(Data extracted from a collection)
## start

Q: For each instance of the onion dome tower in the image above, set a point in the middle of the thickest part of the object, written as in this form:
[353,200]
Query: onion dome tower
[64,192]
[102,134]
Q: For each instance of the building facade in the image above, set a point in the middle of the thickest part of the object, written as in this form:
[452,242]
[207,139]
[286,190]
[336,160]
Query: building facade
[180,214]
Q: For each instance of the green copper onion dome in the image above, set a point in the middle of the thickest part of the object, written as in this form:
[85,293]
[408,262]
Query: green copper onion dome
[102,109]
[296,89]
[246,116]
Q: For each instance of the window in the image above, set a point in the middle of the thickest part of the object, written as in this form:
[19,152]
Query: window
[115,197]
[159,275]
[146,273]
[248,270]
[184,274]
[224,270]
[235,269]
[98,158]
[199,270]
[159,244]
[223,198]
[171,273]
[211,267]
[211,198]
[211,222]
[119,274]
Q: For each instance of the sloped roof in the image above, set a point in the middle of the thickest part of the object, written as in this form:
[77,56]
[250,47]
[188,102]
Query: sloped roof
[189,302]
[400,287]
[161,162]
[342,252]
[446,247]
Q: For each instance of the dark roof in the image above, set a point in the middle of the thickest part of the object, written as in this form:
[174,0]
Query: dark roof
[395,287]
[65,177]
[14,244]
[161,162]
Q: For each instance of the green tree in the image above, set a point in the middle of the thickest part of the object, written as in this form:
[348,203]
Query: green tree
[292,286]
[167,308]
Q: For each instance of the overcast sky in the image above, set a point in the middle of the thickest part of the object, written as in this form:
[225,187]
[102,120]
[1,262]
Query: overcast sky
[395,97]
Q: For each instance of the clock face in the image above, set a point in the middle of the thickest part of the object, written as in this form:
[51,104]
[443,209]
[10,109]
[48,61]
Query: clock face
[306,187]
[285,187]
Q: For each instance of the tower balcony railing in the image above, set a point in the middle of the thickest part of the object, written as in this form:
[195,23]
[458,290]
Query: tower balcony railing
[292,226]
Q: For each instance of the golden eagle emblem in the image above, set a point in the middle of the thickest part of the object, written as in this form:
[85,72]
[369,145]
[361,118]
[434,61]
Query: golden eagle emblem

## end
## start

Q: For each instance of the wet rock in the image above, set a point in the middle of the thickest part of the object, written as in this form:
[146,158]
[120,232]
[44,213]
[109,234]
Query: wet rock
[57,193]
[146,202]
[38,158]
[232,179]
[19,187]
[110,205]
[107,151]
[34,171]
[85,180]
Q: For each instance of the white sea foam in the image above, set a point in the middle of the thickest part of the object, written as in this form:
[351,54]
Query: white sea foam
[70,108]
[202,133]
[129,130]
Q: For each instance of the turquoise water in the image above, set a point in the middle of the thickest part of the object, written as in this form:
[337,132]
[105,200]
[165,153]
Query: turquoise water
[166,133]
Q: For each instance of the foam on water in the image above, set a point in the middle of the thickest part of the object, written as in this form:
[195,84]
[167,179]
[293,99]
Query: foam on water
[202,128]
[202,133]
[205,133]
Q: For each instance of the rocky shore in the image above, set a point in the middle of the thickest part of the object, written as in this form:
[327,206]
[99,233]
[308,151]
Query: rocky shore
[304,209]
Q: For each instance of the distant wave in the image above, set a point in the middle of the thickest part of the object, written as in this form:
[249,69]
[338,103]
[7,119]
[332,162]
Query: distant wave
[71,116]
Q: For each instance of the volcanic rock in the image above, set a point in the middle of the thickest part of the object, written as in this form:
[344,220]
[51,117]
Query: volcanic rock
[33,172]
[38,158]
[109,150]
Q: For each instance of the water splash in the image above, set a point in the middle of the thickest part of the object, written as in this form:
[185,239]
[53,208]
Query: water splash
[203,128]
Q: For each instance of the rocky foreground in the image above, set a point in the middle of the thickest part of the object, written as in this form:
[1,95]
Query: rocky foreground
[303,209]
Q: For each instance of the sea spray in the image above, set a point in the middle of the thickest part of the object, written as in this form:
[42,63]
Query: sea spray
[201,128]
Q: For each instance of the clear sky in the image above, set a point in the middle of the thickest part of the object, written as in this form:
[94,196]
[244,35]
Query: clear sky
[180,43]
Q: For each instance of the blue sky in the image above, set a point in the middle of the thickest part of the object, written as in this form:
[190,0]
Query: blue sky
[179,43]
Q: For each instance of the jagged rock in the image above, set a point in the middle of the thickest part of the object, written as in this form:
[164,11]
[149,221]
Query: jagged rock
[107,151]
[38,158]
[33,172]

## end
## start

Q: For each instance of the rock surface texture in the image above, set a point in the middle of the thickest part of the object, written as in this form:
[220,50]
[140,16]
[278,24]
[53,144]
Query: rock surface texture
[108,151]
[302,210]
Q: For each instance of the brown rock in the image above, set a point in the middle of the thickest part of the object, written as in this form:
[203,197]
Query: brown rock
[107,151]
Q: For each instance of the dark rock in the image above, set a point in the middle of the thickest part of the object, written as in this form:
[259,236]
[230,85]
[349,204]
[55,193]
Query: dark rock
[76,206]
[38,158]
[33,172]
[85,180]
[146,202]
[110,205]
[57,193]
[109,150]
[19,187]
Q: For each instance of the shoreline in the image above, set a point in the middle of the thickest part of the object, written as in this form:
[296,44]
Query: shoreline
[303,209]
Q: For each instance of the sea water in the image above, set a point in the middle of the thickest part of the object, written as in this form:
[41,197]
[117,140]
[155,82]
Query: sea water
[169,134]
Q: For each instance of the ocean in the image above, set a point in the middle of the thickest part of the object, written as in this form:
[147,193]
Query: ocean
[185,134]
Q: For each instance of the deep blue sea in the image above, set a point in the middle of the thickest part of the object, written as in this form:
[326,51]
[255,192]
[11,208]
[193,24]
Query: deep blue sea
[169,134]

## end

- [WHAT THIS TASK INVOLVES]: How many lines of the items above contain the word "dome"? Give only the number.

- [WRITTEN RESPONSE]: 4